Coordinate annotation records
╭──

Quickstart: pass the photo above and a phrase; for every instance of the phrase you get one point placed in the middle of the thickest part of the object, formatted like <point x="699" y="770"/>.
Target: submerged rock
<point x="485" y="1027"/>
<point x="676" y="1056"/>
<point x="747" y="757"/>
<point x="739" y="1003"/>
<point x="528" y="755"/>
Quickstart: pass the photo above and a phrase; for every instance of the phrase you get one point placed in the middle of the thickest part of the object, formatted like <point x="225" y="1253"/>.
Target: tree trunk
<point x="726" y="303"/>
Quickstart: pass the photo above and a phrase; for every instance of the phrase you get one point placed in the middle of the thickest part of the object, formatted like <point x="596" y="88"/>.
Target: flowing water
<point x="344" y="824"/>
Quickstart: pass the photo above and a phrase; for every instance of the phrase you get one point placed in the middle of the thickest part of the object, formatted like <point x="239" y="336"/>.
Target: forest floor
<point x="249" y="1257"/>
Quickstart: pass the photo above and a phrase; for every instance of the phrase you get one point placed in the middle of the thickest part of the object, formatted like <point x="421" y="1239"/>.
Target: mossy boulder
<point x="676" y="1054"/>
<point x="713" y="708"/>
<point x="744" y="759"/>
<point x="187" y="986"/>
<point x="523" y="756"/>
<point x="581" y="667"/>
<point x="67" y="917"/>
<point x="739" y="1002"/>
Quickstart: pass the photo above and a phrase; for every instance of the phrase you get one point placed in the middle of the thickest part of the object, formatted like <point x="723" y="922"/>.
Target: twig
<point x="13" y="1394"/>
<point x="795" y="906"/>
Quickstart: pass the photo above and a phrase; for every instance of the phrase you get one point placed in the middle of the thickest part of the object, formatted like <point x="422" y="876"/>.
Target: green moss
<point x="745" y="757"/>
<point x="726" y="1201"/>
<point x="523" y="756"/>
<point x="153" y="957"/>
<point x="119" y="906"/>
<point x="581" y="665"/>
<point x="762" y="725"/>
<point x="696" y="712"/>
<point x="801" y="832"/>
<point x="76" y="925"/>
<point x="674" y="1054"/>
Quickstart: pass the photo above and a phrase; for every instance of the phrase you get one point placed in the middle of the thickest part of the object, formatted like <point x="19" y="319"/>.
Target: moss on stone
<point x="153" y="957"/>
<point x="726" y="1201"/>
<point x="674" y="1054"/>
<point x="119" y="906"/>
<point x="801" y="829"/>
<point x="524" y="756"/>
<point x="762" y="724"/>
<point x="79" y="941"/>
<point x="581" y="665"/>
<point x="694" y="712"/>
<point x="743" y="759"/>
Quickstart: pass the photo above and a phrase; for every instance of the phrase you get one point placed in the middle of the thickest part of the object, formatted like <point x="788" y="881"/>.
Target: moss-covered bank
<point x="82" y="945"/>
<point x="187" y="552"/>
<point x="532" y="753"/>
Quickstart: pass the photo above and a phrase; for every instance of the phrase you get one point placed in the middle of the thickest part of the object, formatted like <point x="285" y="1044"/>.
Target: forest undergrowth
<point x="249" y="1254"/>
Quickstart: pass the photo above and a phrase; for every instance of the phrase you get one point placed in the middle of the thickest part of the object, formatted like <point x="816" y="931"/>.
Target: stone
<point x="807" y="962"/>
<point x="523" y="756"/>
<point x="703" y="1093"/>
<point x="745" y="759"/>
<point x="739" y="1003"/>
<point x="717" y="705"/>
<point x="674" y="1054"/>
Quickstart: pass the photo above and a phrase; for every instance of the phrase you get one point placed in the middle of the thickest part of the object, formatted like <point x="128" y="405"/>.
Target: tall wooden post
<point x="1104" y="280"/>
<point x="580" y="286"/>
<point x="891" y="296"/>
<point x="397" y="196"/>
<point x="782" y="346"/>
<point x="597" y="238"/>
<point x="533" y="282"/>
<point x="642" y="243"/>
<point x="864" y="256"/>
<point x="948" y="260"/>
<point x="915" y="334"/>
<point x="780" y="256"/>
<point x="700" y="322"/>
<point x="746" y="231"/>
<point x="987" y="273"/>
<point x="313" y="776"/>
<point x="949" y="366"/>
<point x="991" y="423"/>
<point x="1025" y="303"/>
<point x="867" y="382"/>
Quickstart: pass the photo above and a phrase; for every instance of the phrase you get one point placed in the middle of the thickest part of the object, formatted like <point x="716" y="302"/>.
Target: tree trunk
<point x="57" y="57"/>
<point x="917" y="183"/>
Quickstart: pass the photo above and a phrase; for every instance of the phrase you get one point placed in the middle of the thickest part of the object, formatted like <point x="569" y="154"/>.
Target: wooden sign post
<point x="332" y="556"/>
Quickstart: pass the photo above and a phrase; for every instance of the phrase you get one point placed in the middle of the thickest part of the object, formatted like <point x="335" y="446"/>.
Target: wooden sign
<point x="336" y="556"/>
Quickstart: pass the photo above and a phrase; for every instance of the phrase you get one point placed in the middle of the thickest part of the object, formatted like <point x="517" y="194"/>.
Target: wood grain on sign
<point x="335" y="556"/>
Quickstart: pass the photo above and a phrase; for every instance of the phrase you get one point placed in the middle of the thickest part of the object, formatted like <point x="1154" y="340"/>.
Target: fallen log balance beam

╰──

→ **WHAT IS NEEDED**: Please reproduce every line of the material word for word.

→ **SOLVED EXERCISE**:
Quickstart: pass the photo above and a phrase; for every instance of the phrase you get one point placed in the middle of the thickest part of the object, formatted like <point x="699" y="770"/>.
Target: submerged rock
<point x="485" y="1027"/>
<point x="676" y="1056"/>
<point x="747" y="757"/>
<point x="739" y="1003"/>
<point x="528" y="755"/>
Quickstart: pass the photo above and a phrase; for every instance of the phrase you get one point placed in the middle of the thickest part of the object, formatted like <point x="225" y="1253"/>.
Target: tree trunk
<point x="726" y="303"/>
Quickstart: pass the photo above and a phrase; for every instance of the phrase you get one point placed in the middle of the thickest part of the object, formatted like <point x="596" y="88"/>.
Target: flowing water
<point x="344" y="824"/>
Quickstart: pass the photo above and a phrase; for every instance of the phrase you get one point placed in the middle of the thickest part of the object, formatted like <point x="239" y="336"/>.
Target: forest floor
<point x="249" y="1257"/>
Quickstart: pass the photo above and a phrase; for every instance of the phrase you get one point placed in the middle of the thickest part of the object, formatted like <point x="421" y="1239"/>.
Target: mossy boulder
<point x="676" y="1054"/>
<point x="713" y="708"/>
<point x="744" y="759"/>
<point x="187" y="986"/>
<point x="523" y="756"/>
<point x="581" y="667"/>
<point x="67" y="917"/>
<point x="739" y="1002"/>
Quickstart: pass the photo above and a phrase; for every instance of the phrase you get one point placed in the middle of the thickest part of the object, formatted like <point x="723" y="922"/>.
Target: twig
<point x="13" y="1394"/>
<point x="795" y="906"/>
Quickstart: pass the photo above and a phrase; for every instance of the phrase you get one point placed in the middle of the thickest part of the object, formatted like <point x="422" y="876"/>.
Target: green moss
<point x="745" y="757"/>
<point x="726" y="1201"/>
<point x="523" y="756"/>
<point x="153" y="957"/>
<point x="119" y="906"/>
<point x="581" y="665"/>
<point x="762" y="725"/>
<point x="696" y="712"/>
<point x="801" y="832"/>
<point x="76" y="925"/>
<point x="674" y="1054"/>
Quickstart: pass the photo above and a phrase; for every instance of the phrase you get one point placed in the middle of the thickest part of the object, formatted like <point x="19" y="319"/>.
Target: moss on stone
<point x="153" y="957"/>
<point x="726" y="1201"/>
<point x="674" y="1054"/>
<point x="119" y="906"/>
<point x="801" y="829"/>
<point x="524" y="756"/>
<point x="762" y="724"/>
<point x="79" y="941"/>
<point x="581" y="665"/>
<point x="694" y="712"/>
<point x="743" y="759"/>
Quickstart: pass the photo above and a phrase; for every instance of the phrase you get one point placed in the middle of the thickest part of the object, formatted like <point x="788" y="881"/>.
Target: moss-covered bank
<point x="82" y="945"/>
<point x="187" y="552"/>
<point x="532" y="753"/>
Quickstart: pass the photo above and a phrase; for every instance of the phrase you get one point placed in the middle of the thickest part of the object, formatted like <point x="285" y="1044"/>.
Target: forest undergrowth
<point x="249" y="1254"/>
Quickstart: pass the photo above and a phrase; for every instance of the phrase you get one point placed in the middle of the thickest part of the object, formatted like <point x="816" y="931"/>.
Target: stone
<point x="807" y="962"/>
<point x="523" y="756"/>
<point x="703" y="1093"/>
<point x="745" y="759"/>
<point x="739" y="1003"/>
<point x="717" y="705"/>
<point x="674" y="1054"/>
Quickstart: pass the photo above and a phrase; for every instance of the phrase you get one point placed in the middle of the thickest part of the object, formatted like <point x="128" y="405"/>.
Target: tall wooden post
<point x="1104" y="280"/>
<point x="580" y="286"/>
<point x="891" y="296"/>
<point x="397" y="196"/>
<point x="782" y="346"/>
<point x="597" y="238"/>
<point x="533" y="282"/>
<point x="642" y="243"/>
<point x="864" y="256"/>
<point x="948" y="260"/>
<point x="915" y="334"/>
<point x="780" y="256"/>
<point x="700" y="322"/>
<point x="746" y="231"/>
<point x="987" y="273"/>
<point x="313" y="776"/>
<point x="949" y="366"/>
<point x="991" y="423"/>
<point x="1025" y="303"/>
<point x="867" y="382"/>
Quickstart: pass the photo above and a phrase; for every instance of the phrase you get one point placed in the middle of the thickest part of the object, formatted like <point x="716" y="302"/>.
Target: tree trunk
<point x="57" y="57"/>
<point x="917" y="183"/>
Quickstart: pass the photo above and a phrase; for every instance of the phrase you get one point placed in the middle of the thickest part of the object, formatted like <point x="569" y="154"/>.
Target: wooden sign post
<point x="332" y="556"/>
Quickstart: pass the photo above and a phrase; for every instance of the phrase you get one point placed in the middle of the thickest part of the object, formatted like <point x="335" y="446"/>.
Target: wooden sign
<point x="336" y="556"/>
Quickstart: pass the photo above and a phrase; for every instance of the phrase you get one point placed in the middle of the thickest part of the object, formatted like <point x="517" y="194"/>.
Target: wood grain on sign
<point x="335" y="556"/>
Quickstart: pass the photo above and a phrase; for every instance of the phrase you get one point placed in the middle of the thickest part of the object, formatted like <point x="1154" y="340"/>.
Target: fallen log balance beam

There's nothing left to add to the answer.